> **Your objective**
Print all entries precisely as they are written.
■ ■ ■
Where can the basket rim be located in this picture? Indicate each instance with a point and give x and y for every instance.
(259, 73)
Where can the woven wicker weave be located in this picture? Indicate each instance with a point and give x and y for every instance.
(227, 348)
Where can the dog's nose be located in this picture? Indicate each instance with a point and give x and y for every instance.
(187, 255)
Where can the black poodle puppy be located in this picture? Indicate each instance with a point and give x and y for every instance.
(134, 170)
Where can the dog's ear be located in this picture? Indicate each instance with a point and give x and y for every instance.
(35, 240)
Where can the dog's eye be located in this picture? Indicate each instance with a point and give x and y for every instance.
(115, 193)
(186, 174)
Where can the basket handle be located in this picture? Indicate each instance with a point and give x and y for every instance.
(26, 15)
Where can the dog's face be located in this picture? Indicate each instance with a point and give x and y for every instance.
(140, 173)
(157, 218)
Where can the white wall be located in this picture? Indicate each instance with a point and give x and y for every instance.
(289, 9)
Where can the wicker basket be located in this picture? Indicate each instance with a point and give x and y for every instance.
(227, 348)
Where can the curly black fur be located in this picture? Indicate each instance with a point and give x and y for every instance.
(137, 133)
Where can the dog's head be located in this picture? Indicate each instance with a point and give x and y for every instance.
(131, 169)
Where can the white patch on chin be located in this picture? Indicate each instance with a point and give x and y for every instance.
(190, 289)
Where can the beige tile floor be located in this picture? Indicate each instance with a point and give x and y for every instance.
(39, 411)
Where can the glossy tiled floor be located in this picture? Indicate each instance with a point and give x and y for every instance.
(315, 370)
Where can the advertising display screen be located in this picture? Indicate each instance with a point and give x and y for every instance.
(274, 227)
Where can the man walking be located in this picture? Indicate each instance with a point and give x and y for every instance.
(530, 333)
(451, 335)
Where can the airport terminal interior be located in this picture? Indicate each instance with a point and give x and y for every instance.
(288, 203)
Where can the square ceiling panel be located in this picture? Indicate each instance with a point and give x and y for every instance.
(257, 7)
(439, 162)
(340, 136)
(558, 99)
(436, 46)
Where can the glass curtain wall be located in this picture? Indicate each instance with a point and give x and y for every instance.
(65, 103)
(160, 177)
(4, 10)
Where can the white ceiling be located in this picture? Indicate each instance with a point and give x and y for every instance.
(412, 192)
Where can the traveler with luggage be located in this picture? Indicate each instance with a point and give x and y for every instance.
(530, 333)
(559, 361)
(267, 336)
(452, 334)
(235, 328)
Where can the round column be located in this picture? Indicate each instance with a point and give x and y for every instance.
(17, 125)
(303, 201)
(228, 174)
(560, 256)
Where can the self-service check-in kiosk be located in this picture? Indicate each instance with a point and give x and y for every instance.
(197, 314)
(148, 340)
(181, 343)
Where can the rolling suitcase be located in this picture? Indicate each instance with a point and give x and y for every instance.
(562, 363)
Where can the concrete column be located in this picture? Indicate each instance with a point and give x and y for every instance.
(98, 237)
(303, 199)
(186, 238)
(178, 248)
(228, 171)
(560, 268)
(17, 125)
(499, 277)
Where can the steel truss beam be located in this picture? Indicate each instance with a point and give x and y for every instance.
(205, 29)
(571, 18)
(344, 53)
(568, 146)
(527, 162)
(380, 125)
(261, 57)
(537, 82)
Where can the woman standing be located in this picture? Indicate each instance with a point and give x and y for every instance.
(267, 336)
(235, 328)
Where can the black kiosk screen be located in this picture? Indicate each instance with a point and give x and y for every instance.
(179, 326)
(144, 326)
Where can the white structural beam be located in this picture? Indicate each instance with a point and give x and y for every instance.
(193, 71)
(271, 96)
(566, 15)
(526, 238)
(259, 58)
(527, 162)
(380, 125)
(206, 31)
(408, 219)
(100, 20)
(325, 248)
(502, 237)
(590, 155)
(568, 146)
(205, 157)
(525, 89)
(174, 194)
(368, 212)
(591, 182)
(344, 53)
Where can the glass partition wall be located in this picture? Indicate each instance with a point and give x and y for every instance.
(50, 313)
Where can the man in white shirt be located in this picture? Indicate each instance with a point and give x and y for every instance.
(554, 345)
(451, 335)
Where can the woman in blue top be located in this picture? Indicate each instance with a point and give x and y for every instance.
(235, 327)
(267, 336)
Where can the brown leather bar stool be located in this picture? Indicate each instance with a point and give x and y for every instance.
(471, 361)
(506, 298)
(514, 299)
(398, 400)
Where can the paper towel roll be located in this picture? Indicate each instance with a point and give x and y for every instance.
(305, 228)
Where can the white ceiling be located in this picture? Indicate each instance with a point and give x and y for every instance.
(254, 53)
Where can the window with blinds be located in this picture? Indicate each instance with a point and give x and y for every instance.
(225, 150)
■ ■ ■
> **Your solution**
Where can the basket rim be located in this picture? Indicate each instance with a point and give x and y for every instance.
(259, 73)
Where can the woven wicker weave be located in this picture? Indicate each instance with a point and give x and y for every instance.
(227, 348)
Where can the dog's nose be located in this picture? Indicate each instance with a point and give x and y for every instance.
(187, 255)
Where can the black poodle puppy be located in this picture? Indicate each instance with a point and give x and y for every instance.
(134, 170)
Where can the dog's ear be located in this picture? Indicate each instance with a point and give x and y for every instance.
(35, 240)
Where can the dog's eye be located in this picture? Indicate each instance with a point and give x and y for every instance.
(115, 193)
(186, 174)
Where can the basket handle be located in this picture? Indicate each instance with a point and give x and y for every instance.
(26, 15)
Where can the dog's face be located in this picture? Indicate each instance with a point and give x and y for every instance.
(140, 173)
(157, 218)
Where can the white wall be located in this picture? Indicate each instance with a point and give x and y for every instance.
(289, 9)
Where can the wicker basket be located in this picture? Indicate each instance with a point and give x and y for every instance.
(227, 348)
Where can the curly black fur be located in this picture? Indicate each instance with a point and give x and y for every instance.
(137, 133)
Where can the dog's head be located in this picture? Indicate each instance with a point and give x and y for every instance.
(131, 169)
Where can the white patch on chin be located in this picture? Indicate each instance with a point and give x and y for every instance.
(190, 289)
Where can the beige tile floor be located in this picture? Indicate each instance with a point and give x and y for every instance.
(39, 411)
Where can the glossy tiled floor be located in this picture? Indicate each instance with a point and give x and y for every instance.
(315, 370)
Where can the advertising display screen be located in this picture? Indicate each instance with a point and give x and y for every instance.
(274, 227)
Where can the man walking be located in this picture? Indicate each instance with a point and give x and y for every instance.
(530, 333)
(451, 335)
Where can the airport terminal interior be located in this picture? Indicate each instance with a point and give x and y for every instance.
(288, 203)
Where can the square ceiling panel be located in this picture? Indicate each instance with a point and give x and y for every instance.
(257, 7)
(439, 162)
(340, 136)
(558, 99)
(436, 46)
Where can the glass curtain wall be located in this picture? Indicate each instance with a point and give x and y for every instance.
(65, 103)
(160, 177)
(4, 10)
Where can the white ceiling be located in this picture? Indicate each instance with a point and give x and y for every instance.
(412, 192)
Where can the traveler with luggage be located in this picture? Indicate each instance with a point and give x and y for every instance.
(530, 333)
(559, 361)
(267, 336)
(452, 334)
(235, 328)
Where can the round column be located in this picture? Indicate each instance with a point and give x and y for every instance.
(17, 125)
(303, 201)
(228, 174)
(560, 256)
Where can the self-service check-in kiosk be located in this picture? Indicate each instance with a point and give x and y for every instance.
(197, 314)
(148, 340)
(181, 343)
Where can the rolling suitcase be located in this picture? Indicate each instance with a point and give x and y for every instance.
(562, 363)
Where can the concrete column be located in this picture? Indicate each instance with a point and give x and y for every instance.
(98, 237)
(303, 199)
(186, 238)
(178, 248)
(228, 171)
(560, 268)
(17, 125)
(499, 277)
Where can the steel truss beam be located in this picture? Indicate each instance with a point and give x and y for every instance.
(205, 29)
(571, 18)
(344, 53)
(568, 146)
(527, 162)
(380, 125)
(261, 57)
(537, 82)
Where can the woman standing be located in this picture? Indicate each instance with a point and give x and y for every instance.
(267, 336)
(235, 328)
Where can the black kiosk screen be located in this picture? Indicate each instance with a point and give x and y for every instance.
(179, 326)
(144, 326)
Where can the white structural beam be located in this picture? Indicate each instance with a point and give x and y for every instance.
(193, 71)
(271, 96)
(566, 15)
(526, 238)
(259, 58)
(527, 162)
(380, 125)
(206, 31)
(408, 219)
(100, 20)
(325, 248)
(502, 237)
(590, 155)
(568, 146)
(205, 157)
(525, 89)
(174, 194)
(368, 212)
(591, 182)
(344, 53)
Where can the glass partition wall be located in this picture? Indicate each instance with a point and give x and y for every instance.
(50, 313)
Where can the man in white shirt be located in this picture? Indicate each instance with a point and give x and y for every instance.
(554, 345)
(451, 335)
Where can the woman in blue top be located in this picture? Indicate each instance with a point and give x and y for every instance.
(235, 327)
(267, 336)
Where can the brown leather bar stool be located in this picture? Indicate each instance with a point and give x and y for every instance.
(471, 361)
(506, 298)
(514, 299)
(398, 400)
Where can the paper towel roll be located in this picture? Indicate each instance with a point and give x and y for every instance.
(305, 228)
Where can the white ceiling be located in this picture? Indicate each instance with a point and give x and y for every instance.
(254, 53)
Where can the window with blinds be located in this picture? Indicate each instance with a point and give x and y for every instance.
(225, 150)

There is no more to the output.